:: Фрагмент текста ::
По поводу цитируемой статьи Репин писал: «Какая статья!.. Какая… железная, несокрушимая сила!!! Я решительно не ожидал, чтобы можно было написать что-нибудь подобное… А заключение просто гениальное.» («И. Е. Репин и В. В. Стасов. Переписка», т. 1, «Искусство», 1948, стр. 18 [1] ).
Борьба Стасова с нововременцами отражала настроения передовых русских художников. Репин, говоря о полной «беспочвенности и бессмысленности», об отсутствии «всякого живого смысла, живого интереса» на одной из академических выставок, в 1884 году характеризовал это явление как «торжество нововременской тенденции». «Это еще неслыханное холуйство мысли и эстетическая приниженность, развращенность»! — восклицал он тогда. — Как низко опустился этот человек… писал он о Суворине («Письма И. Е. Репина. Переписка с П. М. Третьяковым». «Искусство», 1946, стр. 85, 87).

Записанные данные

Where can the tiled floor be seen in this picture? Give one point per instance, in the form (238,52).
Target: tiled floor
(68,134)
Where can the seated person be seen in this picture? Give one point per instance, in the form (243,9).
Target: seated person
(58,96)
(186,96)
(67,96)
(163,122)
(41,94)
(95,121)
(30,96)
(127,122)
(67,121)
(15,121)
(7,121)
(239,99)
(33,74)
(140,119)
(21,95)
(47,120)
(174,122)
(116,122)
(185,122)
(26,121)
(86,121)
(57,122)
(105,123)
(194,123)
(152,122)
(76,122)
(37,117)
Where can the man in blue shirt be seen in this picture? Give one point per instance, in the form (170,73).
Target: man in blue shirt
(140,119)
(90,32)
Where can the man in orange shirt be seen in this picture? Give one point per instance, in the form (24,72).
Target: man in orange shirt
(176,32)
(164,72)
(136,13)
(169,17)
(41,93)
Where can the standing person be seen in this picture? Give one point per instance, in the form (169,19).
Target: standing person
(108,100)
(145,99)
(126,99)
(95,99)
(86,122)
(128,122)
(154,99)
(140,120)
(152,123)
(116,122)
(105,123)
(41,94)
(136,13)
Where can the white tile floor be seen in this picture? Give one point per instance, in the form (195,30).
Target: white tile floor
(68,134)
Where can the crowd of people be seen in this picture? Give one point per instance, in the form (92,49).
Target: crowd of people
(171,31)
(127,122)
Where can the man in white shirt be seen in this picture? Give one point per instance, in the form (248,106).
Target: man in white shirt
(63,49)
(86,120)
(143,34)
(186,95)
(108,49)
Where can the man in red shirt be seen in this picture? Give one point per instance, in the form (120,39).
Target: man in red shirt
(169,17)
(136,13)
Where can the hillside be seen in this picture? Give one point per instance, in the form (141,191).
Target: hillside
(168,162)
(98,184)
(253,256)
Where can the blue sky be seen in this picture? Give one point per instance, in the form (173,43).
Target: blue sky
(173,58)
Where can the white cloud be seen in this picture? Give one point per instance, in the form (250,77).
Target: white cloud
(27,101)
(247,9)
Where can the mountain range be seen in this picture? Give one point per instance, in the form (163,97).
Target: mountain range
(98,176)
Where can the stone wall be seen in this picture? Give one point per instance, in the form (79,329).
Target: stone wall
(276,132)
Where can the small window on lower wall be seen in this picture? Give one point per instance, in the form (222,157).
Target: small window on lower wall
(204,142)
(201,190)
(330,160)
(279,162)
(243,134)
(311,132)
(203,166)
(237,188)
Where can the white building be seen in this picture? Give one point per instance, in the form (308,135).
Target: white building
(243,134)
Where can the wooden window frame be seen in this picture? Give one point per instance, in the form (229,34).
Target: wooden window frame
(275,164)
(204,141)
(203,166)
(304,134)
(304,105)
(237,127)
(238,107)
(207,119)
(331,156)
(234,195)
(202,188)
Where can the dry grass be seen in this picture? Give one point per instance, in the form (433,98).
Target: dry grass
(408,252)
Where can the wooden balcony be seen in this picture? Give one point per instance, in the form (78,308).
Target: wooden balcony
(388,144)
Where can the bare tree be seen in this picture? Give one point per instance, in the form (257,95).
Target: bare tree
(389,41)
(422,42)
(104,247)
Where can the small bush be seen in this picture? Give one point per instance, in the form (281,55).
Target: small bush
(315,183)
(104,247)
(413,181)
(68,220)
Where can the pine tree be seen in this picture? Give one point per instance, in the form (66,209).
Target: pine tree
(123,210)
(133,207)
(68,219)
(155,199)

:: Вопросы для ответа ::
1. В каком году, согласно фрагменту о Репине и Стасове, Репин охарактеризовал отсутствие «живого смысла» на академической выставке как «торжество нововременской тенденции»?
2. Продолжите фрагмент о Репине и Стасове, начав сразу после его последнего предложения.

:: Ответы к упражнению ::
1. В 1884 году.

2.
1
В дальнейшем ссылка на это издание дается условным обозначением — «II».
О Верещагине в дальнейшем Стасов дал еще ряд статей: в 1882 году — «Парижская выставка Верещагина» и «Выставка Верещагина в Берлине»; в 1883 году «Выставка Верещагина»; в 1886 году — «Верещагин об искусстве» и в 1900 году — «Верещагинские картины» (см. также в данном томе работу «Василий Васильевич Верещагин»).